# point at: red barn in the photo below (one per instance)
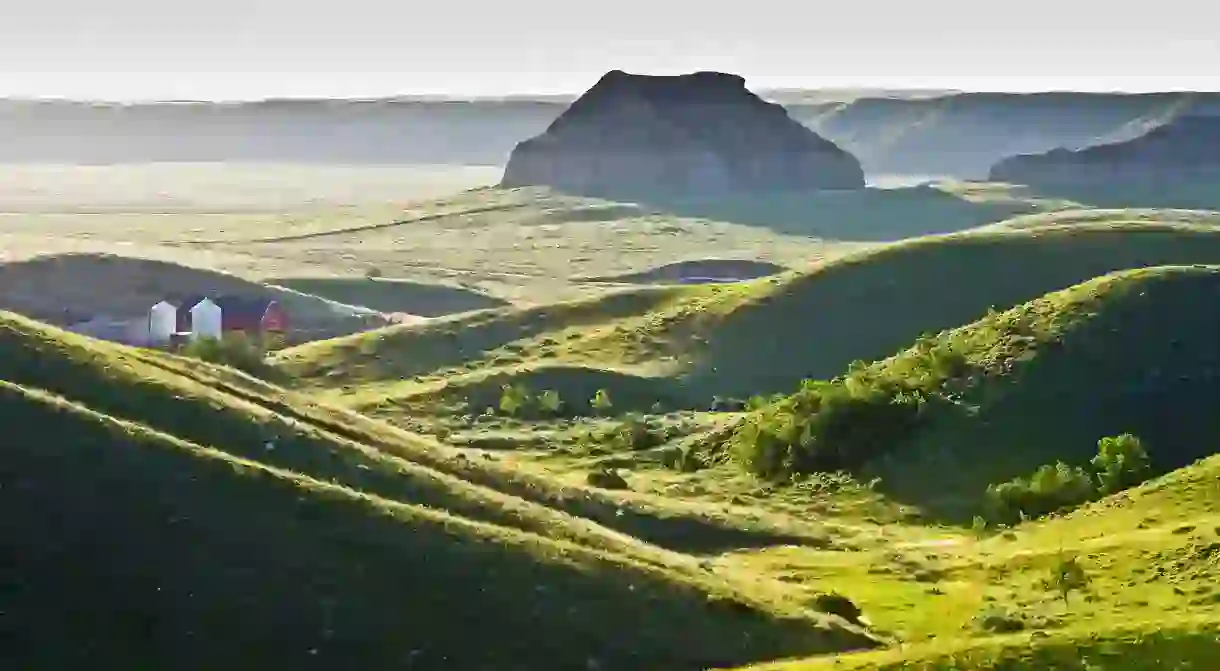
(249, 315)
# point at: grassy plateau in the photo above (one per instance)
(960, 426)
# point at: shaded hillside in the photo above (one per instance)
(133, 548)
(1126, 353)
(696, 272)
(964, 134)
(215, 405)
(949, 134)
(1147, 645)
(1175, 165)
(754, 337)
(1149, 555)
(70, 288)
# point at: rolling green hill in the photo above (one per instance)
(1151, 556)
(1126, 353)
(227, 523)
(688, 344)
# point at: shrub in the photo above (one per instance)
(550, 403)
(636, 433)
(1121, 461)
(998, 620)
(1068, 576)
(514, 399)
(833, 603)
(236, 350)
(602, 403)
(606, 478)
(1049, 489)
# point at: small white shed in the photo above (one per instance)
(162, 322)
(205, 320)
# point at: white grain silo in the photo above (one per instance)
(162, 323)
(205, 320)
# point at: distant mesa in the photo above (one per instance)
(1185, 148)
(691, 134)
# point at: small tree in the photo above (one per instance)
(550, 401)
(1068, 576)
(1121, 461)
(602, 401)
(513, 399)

---

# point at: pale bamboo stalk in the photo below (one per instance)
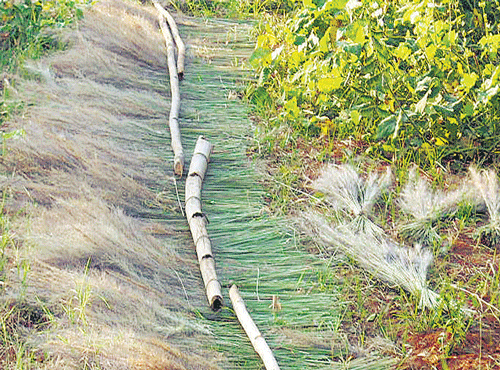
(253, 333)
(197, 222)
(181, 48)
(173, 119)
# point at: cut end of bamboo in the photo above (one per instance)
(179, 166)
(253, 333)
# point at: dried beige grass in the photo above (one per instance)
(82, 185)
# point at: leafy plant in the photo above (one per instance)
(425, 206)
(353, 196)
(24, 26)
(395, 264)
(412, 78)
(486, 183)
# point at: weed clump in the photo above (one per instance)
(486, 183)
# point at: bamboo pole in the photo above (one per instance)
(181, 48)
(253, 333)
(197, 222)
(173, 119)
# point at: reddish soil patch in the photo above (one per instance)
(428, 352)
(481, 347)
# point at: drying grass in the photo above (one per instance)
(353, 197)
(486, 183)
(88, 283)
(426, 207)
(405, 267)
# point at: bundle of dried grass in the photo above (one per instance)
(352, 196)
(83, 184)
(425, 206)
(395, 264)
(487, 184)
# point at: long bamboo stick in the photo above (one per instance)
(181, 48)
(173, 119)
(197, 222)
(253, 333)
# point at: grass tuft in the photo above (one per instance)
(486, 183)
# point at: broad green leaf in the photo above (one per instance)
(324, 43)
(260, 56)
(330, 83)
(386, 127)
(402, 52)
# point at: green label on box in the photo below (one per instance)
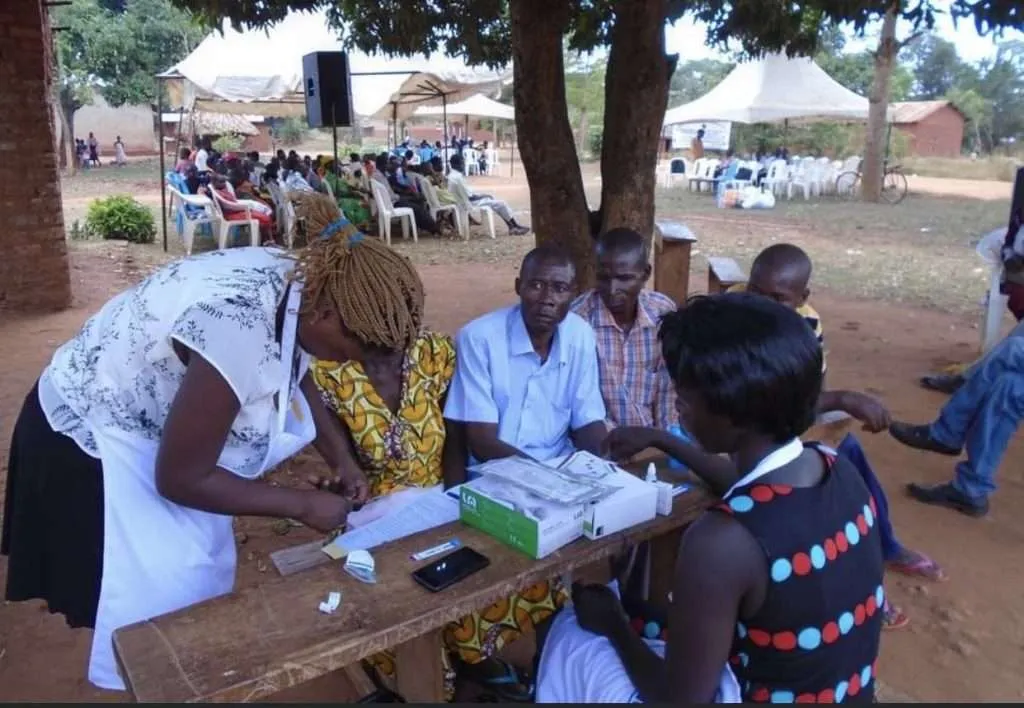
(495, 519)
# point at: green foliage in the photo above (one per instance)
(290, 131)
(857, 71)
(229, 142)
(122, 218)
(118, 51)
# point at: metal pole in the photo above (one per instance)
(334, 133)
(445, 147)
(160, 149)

==

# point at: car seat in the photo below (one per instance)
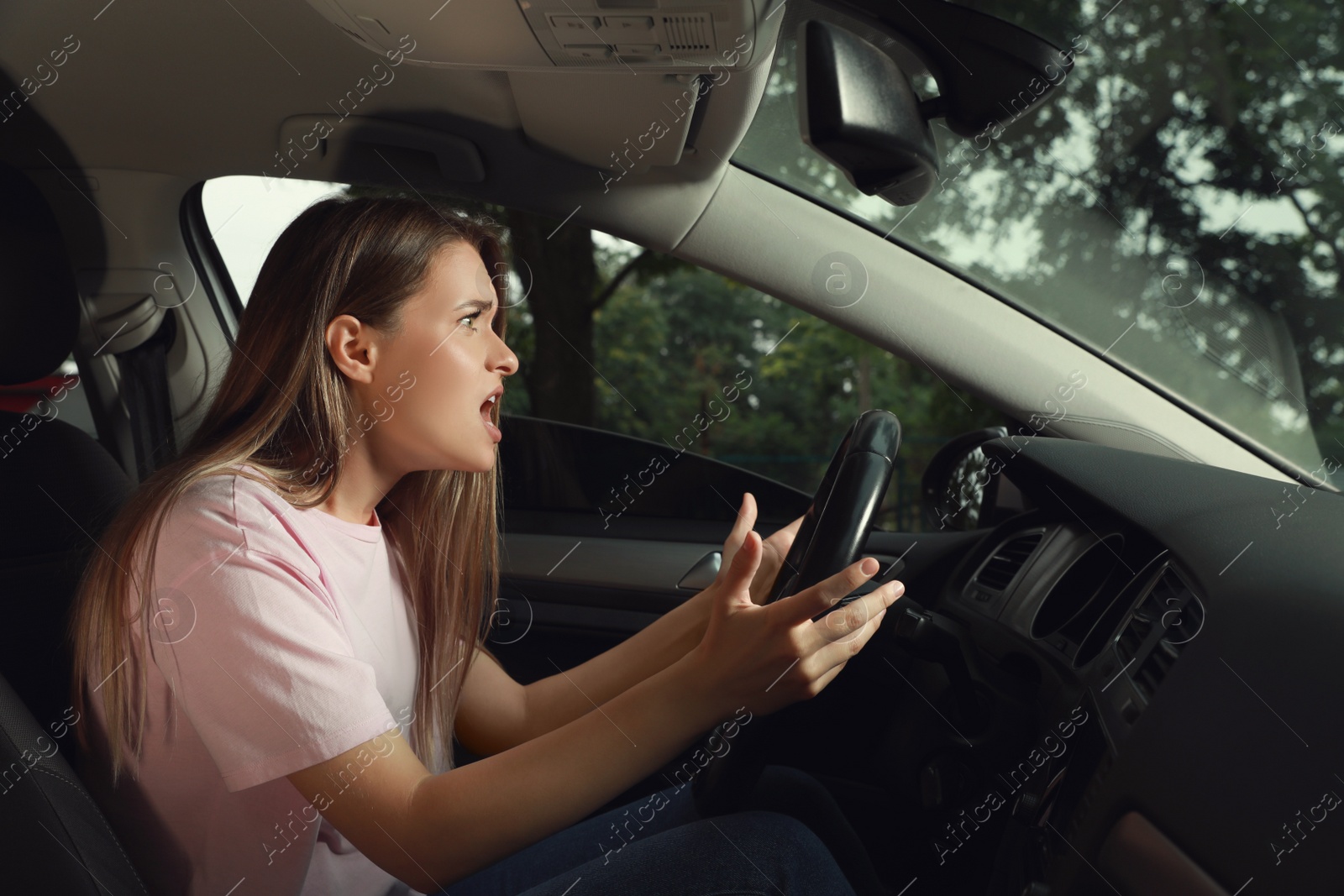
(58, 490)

What you should do: Extract each line in the rows above that contains the word "green". Case counts.

Solved exercise:
# point at: rolling green hill in the photo above (one per instance)
# point at: broad green leaf in the photo above (one per instance)
# point at: green label on box in the photo below (one per instance)
# point at: green foliage in the photo above (one per instance)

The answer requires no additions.